Document text =>

- Poster
- Directed by: Bipin Varti
- Written by: Mulraj Rajda
- Based on: Aaj Ki Taaza Khabar (1973)
- Produced by: Chelaram Bhatia Laalchand Bhatia
- Starring: Ashok Saraf; Savita Prabhune; Laxmikant Berde; Nivedita Joshi Saraf; Chetan Dalvi; Pratibha Goregaonkar; Ajay Wadhavkar;
- Music by: Anil Mohile
- Production company: Glamour Films
- Distributed by: Everest Entertainment
- Release date: 28 December 1989 (Maharashtra);
- Running time: 154 minutes
- Country: India
- Language: Marathi

= Pheka Pheki =

Pheka Pheki (translation: Cheating) is a 1989 Indian Marathi-language comedy film written by Mulraj Rajda, directed by Bipin Varti, produced by Chelaram Bhatia and Laalchand Bhatia under the production banner of Glamour Films and distributed by Everest Entertainment. Released in Maharashtra on 28 December 1989, the film stars an ensemble cast of Ashok Saraf, Laxmikant Berde, Savita Prabhune, Nivedita Joshi Saraf, Chetan Dalvi, Pratibha Goregaonkar and Ajay Wadhavkar. The music was composed by Anil Mohile. The film was remade in Hindi as Golmaal Returns and itself core plot have been inspired by 1973 Hindi film Aaj Ki Taaza Khabar.

== Plot ==
A married man, Rajan Pradhan (Ashok Saraf), is stranded in a giant wheel with an attractive young woman, Rekha (Nivedita Joshi Saraf), due to a power failure. He arrives home the next day, and meets his very suspicious wife, Vijaya (Savita Prabhune), who is aware that he has been up to no good. She refuses to believe his story about the stalled giant wheel, forcing Rajan to invent a story about spending the night with his fictitious friend named Anthony Gonsalves. Vijaya, however, refuses to believe once again that he ever has a friend by that name, and decides to send Anthony a telegram to come and visit her. Rajan then convinces his America-returned friend, Sanjay Phadke (Laxmikant Berde), to act that he is Anthony, and thus convince Vijaya that he was indeed telling the truth. Sanjay agrees to do so, and everything goes according to plan, until a real and amorous Anthony Gonsalves (Chetan Dalvi) shows up, resulting in hilarious chaos.

Set tasks =>
- A) Repeat the passage of the Pheka Pheki article from "Pheka Pheki (translation: Cheating)" to "Ki Taaza Khabar.".
- B) According to the Pheka Pheki article, what leaves Rajan Pradhan stranded in the giant wheel?

Data block =>
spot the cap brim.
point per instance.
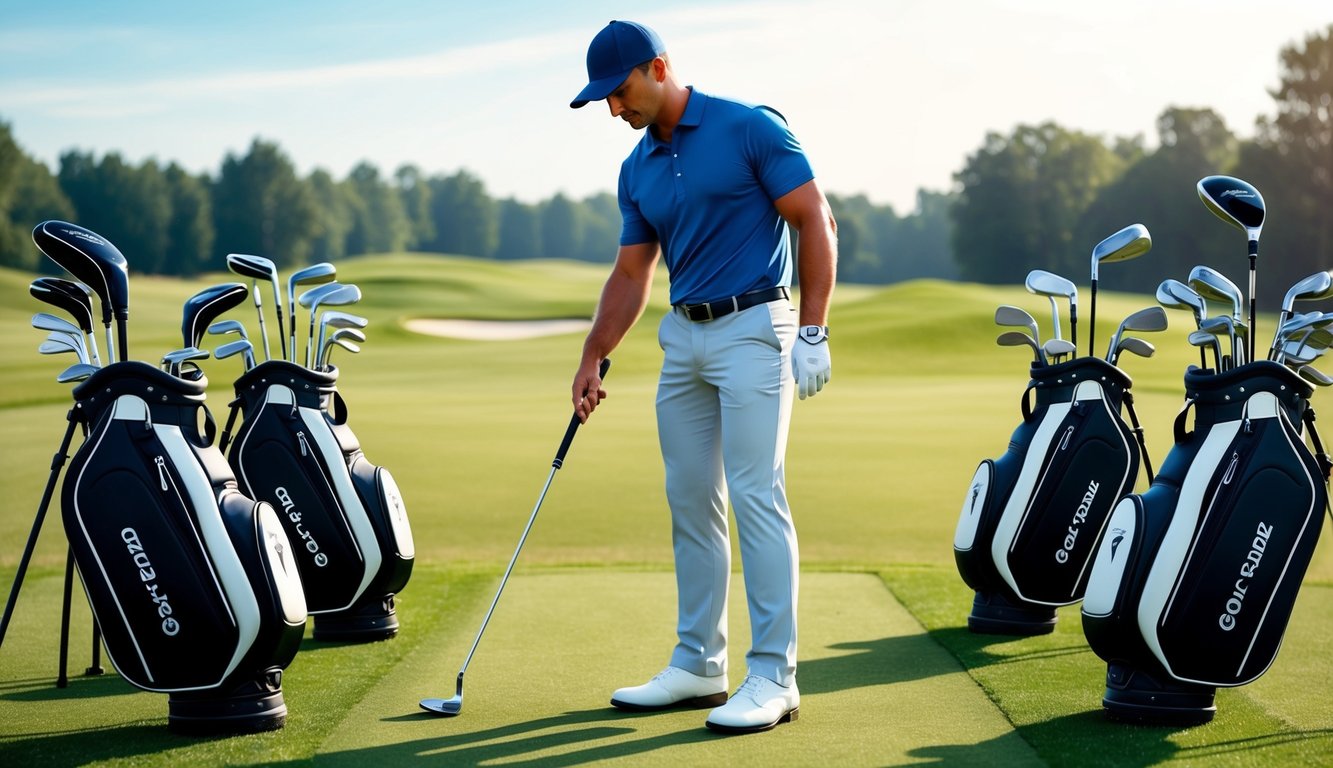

Results in order =>
- A)
Pheka Pheki (translation: Cheating) is a 1989 Indian Marathi-language comedy film written by Mulraj Rajda, directed by Bipin Varti, produced by Chelaram Bhatia and Laalchand Bhatia under the production banner of Glamour Films and distributed by Everest Entertainment. Released in Maharashtra on 28 December 1989, the film stars an ensemble cast of Ashok Saraf, Laxmikant Berde, Savita Prabhune, Nivedita Joshi Saraf, Chetan Dalvi, Pratibha Goregaonkar and Ajay Wadhavkar. The music was composed by Anil Mohile. The film was remade in Hindi as Golmaal Returns and itself core plot have been inspired by 1973 Hindi film Aaj Ki Taaza Khabar.

- B) A power failure.